### [你要做的]
**a.** 根据原文,比拉多问耶稣「真理是什么?」之后做了什么?
**b.** 请用两句话概括原文。
**c.** 请输出原文中从「那是任何一个人的脑海可能升起」一直到「以成为它,但是你不能够说它。」的全部文字,一字不改。

··· 原文

般若心经 |
第二章 臣服就是了解 |
一九七七年十月十二日 |
第一个问题:
有时候,只是坐着,问题浮现在脑海里:真理是什么?但是等我到了这里,我了解到我没有能力去问。但我是否能够问,在那些片刻,当那个问题强烈地升起的时候,是怎么一回事?当时如果你在附近,我一定会问,而如果你没有回答,我一定会抓住你的胡子或领子,然后问:「真理是什么,奥修?」
那是任何一个人的脑海可能升起的最重要的问题,但是这个问题没有答案,最重要的问题或最终的问题不可能有任何答案,那就是为什么它是最终的。
当比拉多(审判耶稣的人)问耶稣说:「真理是什么?」耶稣保持沉默,不仅如此,那个故事说,当比拉多问:「真理是什么?」他并没有等着去听那个答案,他就走开了,这是很奇怪的,比拉多也认为他不可能有答案,所以他没有等耶稣回答。耶稣保持沉默,因为他也知道它不可能被回答。
但是这两个了解是不一样的,因为这两个人是完全相反的,比拉多认为他不可能被回答是因为没有真理,你怎么能够回答它?……那是逻辑的头脑,罗马人的头脑。而耶稣保持沉默并不是因为没有真理,而是因为真理那么广大,它是不能定义的,真理是那么巨大、那么庞大,它没有办法被限定在话语里,它没有办法被缩减成语言,它就在那里,你可以成为它,但是你不能够说它。
他们的举止几乎是一样的,但是是为了两个不同的理由:比拉多没有等着去听答案,他已经认定没有真理,耶稣保持沉默,因为他知道真理,而且知道它没有办法被说出来。

······
··· 数据条目

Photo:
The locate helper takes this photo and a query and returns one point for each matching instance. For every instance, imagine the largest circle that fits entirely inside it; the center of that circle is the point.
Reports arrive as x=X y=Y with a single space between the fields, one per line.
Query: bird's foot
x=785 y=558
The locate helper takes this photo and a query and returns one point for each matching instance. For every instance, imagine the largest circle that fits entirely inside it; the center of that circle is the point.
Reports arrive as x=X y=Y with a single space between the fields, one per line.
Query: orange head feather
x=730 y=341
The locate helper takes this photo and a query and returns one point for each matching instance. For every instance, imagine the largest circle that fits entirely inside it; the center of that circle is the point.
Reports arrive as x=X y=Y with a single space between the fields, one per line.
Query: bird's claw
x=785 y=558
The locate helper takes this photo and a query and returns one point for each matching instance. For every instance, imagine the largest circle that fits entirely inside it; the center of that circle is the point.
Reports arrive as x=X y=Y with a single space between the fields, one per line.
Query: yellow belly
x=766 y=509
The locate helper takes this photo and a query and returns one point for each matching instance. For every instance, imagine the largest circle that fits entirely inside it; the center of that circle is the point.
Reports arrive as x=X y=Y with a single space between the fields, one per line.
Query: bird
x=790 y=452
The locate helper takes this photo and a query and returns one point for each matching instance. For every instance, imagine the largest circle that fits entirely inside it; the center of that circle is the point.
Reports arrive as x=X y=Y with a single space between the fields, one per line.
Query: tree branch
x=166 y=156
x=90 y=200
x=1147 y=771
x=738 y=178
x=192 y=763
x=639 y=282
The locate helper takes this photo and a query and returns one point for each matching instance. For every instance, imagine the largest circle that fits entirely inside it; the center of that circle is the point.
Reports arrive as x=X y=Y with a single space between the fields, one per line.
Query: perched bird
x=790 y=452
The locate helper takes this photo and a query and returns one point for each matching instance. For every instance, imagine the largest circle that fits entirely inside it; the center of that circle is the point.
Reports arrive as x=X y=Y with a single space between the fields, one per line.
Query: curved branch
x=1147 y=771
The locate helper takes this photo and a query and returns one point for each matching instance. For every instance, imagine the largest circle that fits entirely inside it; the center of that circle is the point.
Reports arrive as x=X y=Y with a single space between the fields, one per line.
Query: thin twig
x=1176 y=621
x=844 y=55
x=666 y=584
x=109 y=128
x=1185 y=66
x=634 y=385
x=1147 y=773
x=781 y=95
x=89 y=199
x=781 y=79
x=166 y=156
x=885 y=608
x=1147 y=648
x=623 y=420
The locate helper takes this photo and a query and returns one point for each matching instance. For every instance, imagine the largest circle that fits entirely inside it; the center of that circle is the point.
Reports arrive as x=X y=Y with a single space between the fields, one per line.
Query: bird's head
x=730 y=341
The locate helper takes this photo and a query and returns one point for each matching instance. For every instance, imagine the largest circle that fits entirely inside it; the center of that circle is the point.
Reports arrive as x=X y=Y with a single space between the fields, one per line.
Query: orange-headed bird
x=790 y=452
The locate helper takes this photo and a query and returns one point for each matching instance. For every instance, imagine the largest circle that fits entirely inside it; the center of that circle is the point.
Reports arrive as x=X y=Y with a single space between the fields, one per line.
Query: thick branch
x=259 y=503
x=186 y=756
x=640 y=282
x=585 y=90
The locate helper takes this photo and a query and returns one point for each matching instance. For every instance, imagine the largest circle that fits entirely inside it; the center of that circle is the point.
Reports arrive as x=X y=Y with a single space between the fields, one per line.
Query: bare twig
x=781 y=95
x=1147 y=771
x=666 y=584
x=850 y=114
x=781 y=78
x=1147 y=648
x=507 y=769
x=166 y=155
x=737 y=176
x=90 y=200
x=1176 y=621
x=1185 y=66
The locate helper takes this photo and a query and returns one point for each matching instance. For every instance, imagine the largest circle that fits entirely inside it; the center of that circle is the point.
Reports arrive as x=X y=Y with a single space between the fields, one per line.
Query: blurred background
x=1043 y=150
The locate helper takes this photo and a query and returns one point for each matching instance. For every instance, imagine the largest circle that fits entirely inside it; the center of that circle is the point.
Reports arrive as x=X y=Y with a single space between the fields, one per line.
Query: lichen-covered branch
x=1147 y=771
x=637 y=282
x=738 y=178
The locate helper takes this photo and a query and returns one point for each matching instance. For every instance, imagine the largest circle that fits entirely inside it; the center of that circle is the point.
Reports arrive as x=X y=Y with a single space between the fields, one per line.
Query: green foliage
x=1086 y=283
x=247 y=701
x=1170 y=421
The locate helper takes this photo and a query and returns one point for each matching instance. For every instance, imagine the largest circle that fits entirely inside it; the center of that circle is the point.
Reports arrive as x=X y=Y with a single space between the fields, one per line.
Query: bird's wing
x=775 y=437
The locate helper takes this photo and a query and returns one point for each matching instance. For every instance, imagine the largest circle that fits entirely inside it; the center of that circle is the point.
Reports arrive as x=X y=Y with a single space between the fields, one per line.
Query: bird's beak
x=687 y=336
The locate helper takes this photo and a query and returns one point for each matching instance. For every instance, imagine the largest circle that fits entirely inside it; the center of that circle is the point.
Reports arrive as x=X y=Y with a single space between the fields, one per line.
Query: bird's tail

······

### [参考答案]
**a.** 他没有等着去听答案,就走开了。

**b.** 原文认为「真理是什么」是最重要、也是最终的问题,因此不可能有任何答案。比拉多问了这个问题却不等回答就走开,因为他认定没有真理;耶稣保持沉默,则是因为真理太广大,没有办法被限定在话语里。

**c.**
那是任何一个人的脑海可能升起的最重要的问题,但是这个问题没有答案,最重要的问题或最终的问题不可能有任何答案,那就是为什么它是最终的。
当比拉多(审判耶稣的人)问耶稣说:「真理是什么?」耶稣保持沉默,不仅如此,那个故事说,当比拉多问:「真理是什么?」他并没有等着去听那个答案,他就走开了,这是很奇怪的,比拉多也认为他不可能有答案,所以他没有等耶稣回答。耶稣保持沉默,因为他也知道它不可能被回答。
但是这两个了解是不一样的,因为这两个人是完全相反的,比拉多认为他不可能被回答是因为没有真理,你怎么能够回答它?……那是逻辑的头脑,罗马人的头脑。而耶稣保持沉默并不是因为没有真理,而是因为真理那么广大,它是不能定义的,真理是那么巨大、那么庞大,它没有办法被限定在话语里,它没有办法被缩减成语言,它就在那里,你可以成为它,但是你不能够说它。